• _TASK DIRECTIONS_
Render every one of the records below as a two-column CSV with the header row record_text,answer and one row per record. Put each record's text and its answer in its own quoted field, replacing line breaks with spaces.

-- start --

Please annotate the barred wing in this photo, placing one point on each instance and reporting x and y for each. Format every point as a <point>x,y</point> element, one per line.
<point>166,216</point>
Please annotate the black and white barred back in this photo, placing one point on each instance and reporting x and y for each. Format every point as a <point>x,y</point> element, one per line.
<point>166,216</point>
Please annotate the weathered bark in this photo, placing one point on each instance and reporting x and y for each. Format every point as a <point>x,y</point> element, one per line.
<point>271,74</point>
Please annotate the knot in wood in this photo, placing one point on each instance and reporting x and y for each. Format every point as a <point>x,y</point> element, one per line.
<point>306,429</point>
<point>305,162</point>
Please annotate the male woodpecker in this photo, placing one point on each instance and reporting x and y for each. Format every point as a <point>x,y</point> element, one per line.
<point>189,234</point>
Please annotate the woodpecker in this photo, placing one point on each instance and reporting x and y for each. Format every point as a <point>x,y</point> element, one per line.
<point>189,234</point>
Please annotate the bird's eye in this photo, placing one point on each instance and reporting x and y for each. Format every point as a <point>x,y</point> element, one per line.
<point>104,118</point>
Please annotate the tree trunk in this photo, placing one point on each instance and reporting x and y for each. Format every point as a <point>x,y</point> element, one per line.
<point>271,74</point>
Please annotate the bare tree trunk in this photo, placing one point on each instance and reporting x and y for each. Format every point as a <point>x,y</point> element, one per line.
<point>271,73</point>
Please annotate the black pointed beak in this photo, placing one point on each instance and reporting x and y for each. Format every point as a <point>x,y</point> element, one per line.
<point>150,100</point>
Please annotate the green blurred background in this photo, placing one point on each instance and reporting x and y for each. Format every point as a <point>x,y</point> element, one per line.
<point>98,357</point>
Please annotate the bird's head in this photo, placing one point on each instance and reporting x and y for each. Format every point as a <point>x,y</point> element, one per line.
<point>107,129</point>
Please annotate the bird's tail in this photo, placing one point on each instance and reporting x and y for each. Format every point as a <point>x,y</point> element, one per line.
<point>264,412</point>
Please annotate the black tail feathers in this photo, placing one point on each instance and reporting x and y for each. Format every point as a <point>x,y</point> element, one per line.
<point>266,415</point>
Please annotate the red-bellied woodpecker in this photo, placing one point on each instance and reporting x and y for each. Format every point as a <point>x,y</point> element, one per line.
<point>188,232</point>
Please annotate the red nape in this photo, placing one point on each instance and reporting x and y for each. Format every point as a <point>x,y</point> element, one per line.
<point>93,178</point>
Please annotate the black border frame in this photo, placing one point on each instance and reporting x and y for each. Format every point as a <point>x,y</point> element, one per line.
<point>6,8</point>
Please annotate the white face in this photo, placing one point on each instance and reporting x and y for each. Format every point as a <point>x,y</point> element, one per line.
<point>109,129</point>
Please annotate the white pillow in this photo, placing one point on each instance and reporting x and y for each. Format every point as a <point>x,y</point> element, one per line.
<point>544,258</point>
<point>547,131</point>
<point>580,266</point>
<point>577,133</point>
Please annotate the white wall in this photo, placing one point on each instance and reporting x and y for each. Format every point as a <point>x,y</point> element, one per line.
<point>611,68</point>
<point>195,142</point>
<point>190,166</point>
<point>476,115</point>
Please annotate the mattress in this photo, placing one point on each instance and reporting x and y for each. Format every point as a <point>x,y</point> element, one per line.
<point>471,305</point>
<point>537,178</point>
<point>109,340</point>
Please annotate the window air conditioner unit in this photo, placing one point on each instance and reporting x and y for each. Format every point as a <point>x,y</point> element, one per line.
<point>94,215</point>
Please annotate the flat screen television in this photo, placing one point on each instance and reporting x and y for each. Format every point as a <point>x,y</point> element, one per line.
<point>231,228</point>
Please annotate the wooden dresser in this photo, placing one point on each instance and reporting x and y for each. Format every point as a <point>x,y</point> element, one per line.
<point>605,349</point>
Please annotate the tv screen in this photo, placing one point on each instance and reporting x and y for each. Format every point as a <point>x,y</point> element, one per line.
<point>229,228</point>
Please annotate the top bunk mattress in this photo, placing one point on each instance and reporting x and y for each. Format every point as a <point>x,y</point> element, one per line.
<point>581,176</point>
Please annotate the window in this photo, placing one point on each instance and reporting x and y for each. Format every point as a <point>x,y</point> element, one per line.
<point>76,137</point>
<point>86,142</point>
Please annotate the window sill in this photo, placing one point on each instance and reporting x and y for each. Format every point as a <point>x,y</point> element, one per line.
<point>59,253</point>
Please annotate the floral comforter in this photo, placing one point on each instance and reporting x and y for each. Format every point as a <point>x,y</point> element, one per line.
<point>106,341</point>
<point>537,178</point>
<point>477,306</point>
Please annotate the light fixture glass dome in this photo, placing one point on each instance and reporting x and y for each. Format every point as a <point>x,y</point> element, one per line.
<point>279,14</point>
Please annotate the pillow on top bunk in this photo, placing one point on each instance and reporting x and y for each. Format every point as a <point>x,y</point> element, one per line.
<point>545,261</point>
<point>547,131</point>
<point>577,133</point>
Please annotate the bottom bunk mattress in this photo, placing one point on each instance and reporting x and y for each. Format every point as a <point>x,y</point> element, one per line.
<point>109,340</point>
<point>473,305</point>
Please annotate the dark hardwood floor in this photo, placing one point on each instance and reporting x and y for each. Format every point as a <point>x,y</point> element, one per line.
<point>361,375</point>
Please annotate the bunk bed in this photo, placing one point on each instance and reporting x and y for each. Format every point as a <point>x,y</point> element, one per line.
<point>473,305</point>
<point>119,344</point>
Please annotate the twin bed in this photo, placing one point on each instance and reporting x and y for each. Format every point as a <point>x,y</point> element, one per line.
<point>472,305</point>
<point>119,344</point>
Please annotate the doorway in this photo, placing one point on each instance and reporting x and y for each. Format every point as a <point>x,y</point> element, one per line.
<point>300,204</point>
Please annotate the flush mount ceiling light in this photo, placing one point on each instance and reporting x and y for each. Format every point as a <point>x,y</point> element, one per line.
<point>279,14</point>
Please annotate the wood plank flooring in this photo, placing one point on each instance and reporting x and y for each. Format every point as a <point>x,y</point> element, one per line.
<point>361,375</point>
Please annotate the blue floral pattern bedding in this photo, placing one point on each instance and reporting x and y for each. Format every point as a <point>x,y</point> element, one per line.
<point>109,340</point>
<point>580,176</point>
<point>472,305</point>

-- end --

• _EXERCISE RESPONSE_
record_text,answer
"Please annotate the barred wing in this photo, placing one point on each instance and reporting x and y for each. Format every point as a <point>x,y</point> element, one per line.","<point>166,216</point>"
"Please annotate the black and white barred back in this photo, placing one point on each instance and reporting x and y for each. Format every point as a <point>x,y</point> element, one per line.","<point>166,216</point>"
"Please annotate the weathered bark in this photo, placing one point on each instance and reporting x and y for each. Format every point as a <point>x,y</point> element, one per line.","<point>271,74</point>"
"Please annotate the knot in wood in this photo, placing one point on each instance and reporting x and y for each. Format every point as a <point>x,y</point> element, one per line.","<point>306,429</point> <point>305,162</point>"
"Please annotate the male woodpecker in this photo, placing one point on each instance and reporting x and y for each. Format every point as a <point>x,y</point> element, one per line.","<point>189,234</point>"
"Please annotate the woodpecker in this photo, placing one point on each instance and reporting x and y for each. Format every point as a <point>x,y</point> element, one per line.","<point>189,234</point>"
"Please annotate the bird's eye in this photo, placing one point on each instance and reporting x and y for each. Format every point as a <point>x,y</point> element, one per line.","<point>104,118</point>"
"Please annotate the tree trunk in this photo, placing one point on each instance and reporting x and y for each. Format every point as a <point>x,y</point> element, one per line.","<point>271,74</point>"
"Please annotate the bare tree trunk in this photo, placing one point on each instance and reporting x and y for each. Format every point as a <point>x,y</point> element, one per line.","<point>271,73</point>"
"Please annotate the black pointed beak in this photo, placing one point on each instance and reporting x and y for each. Format every point as a <point>x,y</point> element, one per line.","<point>150,100</point>"
"Please annotate the green blurred background in this photo, placing one point on each instance and reporting x and y for each. Format every point as a <point>x,y</point> element, one per line.","<point>98,357</point>"
"Please annotate the bird's head in this photo, placing one point on each instance and reporting x and y for each. Format every point as a <point>x,y</point> element, one per line.","<point>107,129</point>"
"Please annotate the bird's tail in this photo, placing one point on each instance and reporting x and y for each. Format every point as a <point>x,y</point> element, one per line.","<point>264,412</point>"
"Please annotate the black tail feathers in this photo, placing one point on each instance and reporting x and y for each. Format every point as a <point>x,y</point> element, one per line.","<point>266,415</point>"
"Please annotate the red-bellied woodpecker in this photo, placing one point on each instance and reporting x and y for each. Format every point as a <point>x,y</point> element, one per line.","<point>188,232</point>"
"Please annotate the red nape in this photo, placing one point on each instance and reporting x and y for each. Format every point as a <point>x,y</point> element, one per line.","<point>93,178</point>"
"Please annotate the black border frame in this photo, placing one point on each instance and reporting x and y for each. Format every point as a <point>x,y</point> element, one per line.","<point>6,8</point>"
"Please annotate the white face in this photo, placing one point on each instance and reporting x and y for each. Format every point as a <point>x,y</point> element, one per line.","<point>109,129</point>"
"Please annotate the white pillow in this photo, placing one point on each instance and reporting x and y for each. Format every point as a <point>x,y</point> element, one per line.","<point>544,258</point> <point>547,131</point> <point>580,266</point> <point>577,133</point>"
"Please annotate the white wall in this photo, placing one point on each instance and reporting x and y for each. Format every point as a <point>x,y</point> element, one per line.","<point>611,68</point> <point>195,142</point> <point>190,166</point> <point>476,115</point>"
"Please annotate the mattress in this photo, placing one point on each instance and reporting x and y for each. Format every point as a <point>x,y</point> element, one per line.","<point>471,305</point> <point>537,178</point> <point>109,340</point>"
"Please annotate the window air conditioner unit in this photo, placing one point on each instance and reporting x and y for each. Format every point as a <point>x,y</point> element, one per line.","<point>94,215</point>"
"Please annotate the flat screen television in this photo, placing one point on each instance and reporting x and y for each. Format every point as a <point>x,y</point> element, one per line.","<point>231,228</point>"
"Please annotate the wooden dresser in this photo, placing one point on each instance and reporting x and y for each. Format every point as a <point>x,y</point> element, one per line.","<point>605,349</point>"
"Please annotate the tv screen in this photo, placing one point on each instance and reporting x and y for each. Format every point as a <point>x,y</point> element, one per line.","<point>229,228</point>"
"Please annotate the top bunk mattress in this photo, placing one point on each instance and reporting x and y for each. Format every point as a <point>x,y</point> element, one per line.","<point>581,176</point>"
"Please annotate the window in this photo, placing one point on each instance and reporting x and y for each. Format every point as a <point>x,y</point> element, one per line.","<point>76,137</point> <point>86,142</point>"
"Please annotate the window sill in this photo, placing one point on each instance and reporting x and y for each. Format every point as a <point>x,y</point> element, one per line.","<point>59,253</point>"
"Please annotate the floral comforter in this photo, placing one point on each instance and reporting x and y for each. Format every point as a <point>x,y</point> element, one per line.","<point>106,341</point> <point>537,178</point> <point>477,306</point>"
"Please annotate the light fixture glass dome in this photo, placing one point on each instance and reporting x and y for each. Format every point as a <point>x,y</point> element, one per line.","<point>279,14</point>"
"Please annotate the pillow on top bunk in this photo, placing one point on each instance and reporting x and y for each. Format every point as a <point>x,y</point> element, one per line.","<point>545,261</point> <point>547,131</point> <point>577,133</point>"
"Please annotate the bottom bunk mattress in this photo, placing one point on each instance and reporting x and y for each. Format every point as a <point>x,y</point> element, one per line.","<point>109,340</point> <point>473,305</point>"
"Please annotate the dark hardwood floor in this photo, placing one point on each instance and reporting x and y for each. Format every point as a <point>x,y</point> element, one per line.","<point>361,375</point>"
"Please annotate the bunk bed in this photo, placing one point on each instance and reporting x and y for each. Format every point as a <point>x,y</point> element, one per line.","<point>473,305</point> <point>119,344</point>"
"Please annotate the twin bed in this photo, placing one point on each instance and reporting x and y for each. Format every point as a <point>x,y</point> element, one per line.","<point>472,305</point> <point>119,344</point>"
"Please annotate the doorway in this photo, placing one point on each instance and reporting x and y for each. Format every point as a <point>x,y</point> element, one per line.","<point>300,204</point>"
"Please annotate the flush mount ceiling light in this photo, placing one point on each instance and reporting x and y for each. Format every point as a <point>x,y</point> element, one per line.","<point>279,14</point>"
"Please annotate the wood plank flooring in this photo, placing one point on each instance and reporting x and y for each. Format every point as a <point>x,y</point> element, one per line.","<point>361,375</point>"
"Please annotate the blue floral pattern bedding in this photo, placing one point on each instance and reporting x and y for each. Format every point as a <point>x,y</point> element, one per line.","<point>109,340</point> <point>580,176</point> <point>472,305</point>"